## EXERCISE BRIEF
The reply to the records below should contain exactly the lines from the line with "Body asks for one point per instance of the locomotive" through the line with "Body asks for one point per instance of the orange", and nothing besides.

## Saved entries
##########

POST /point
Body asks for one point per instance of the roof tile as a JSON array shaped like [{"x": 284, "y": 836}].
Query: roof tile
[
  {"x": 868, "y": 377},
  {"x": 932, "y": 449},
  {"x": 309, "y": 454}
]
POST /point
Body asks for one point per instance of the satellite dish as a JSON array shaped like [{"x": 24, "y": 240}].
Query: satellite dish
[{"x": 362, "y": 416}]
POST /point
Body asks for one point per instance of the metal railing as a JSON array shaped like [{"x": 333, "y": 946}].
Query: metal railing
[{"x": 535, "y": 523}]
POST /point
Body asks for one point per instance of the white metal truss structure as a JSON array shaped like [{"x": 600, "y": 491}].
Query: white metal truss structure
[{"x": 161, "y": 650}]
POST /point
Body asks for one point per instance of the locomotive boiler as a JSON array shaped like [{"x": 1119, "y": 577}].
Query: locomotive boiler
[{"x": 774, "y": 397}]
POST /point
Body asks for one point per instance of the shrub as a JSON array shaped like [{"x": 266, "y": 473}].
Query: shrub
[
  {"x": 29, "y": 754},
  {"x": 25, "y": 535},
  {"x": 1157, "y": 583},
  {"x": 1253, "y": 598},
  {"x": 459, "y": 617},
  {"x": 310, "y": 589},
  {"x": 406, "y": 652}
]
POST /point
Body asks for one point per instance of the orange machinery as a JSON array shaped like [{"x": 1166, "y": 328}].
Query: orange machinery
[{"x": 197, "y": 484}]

##########

## FINAL ANSWER
Body asks for one point per instance of the locomotive boiler as a JSON array shaped like [{"x": 1119, "y": 577}].
Query: locomotive boiler
[{"x": 774, "y": 397}]
POST /point
Body asks for one point per instance of the shrub as a JSON array shaped like [{"x": 266, "y": 473}].
Query: shrub
[
  {"x": 29, "y": 754},
  {"x": 25, "y": 535},
  {"x": 1157, "y": 583},
  {"x": 1253, "y": 598},
  {"x": 459, "y": 617},
  {"x": 310, "y": 589},
  {"x": 406, "y": 652}
]
POST /point
Body asks for one point per instance of the orange machinery as a JSON array shaped like [{"x": 1166, "y": 328}].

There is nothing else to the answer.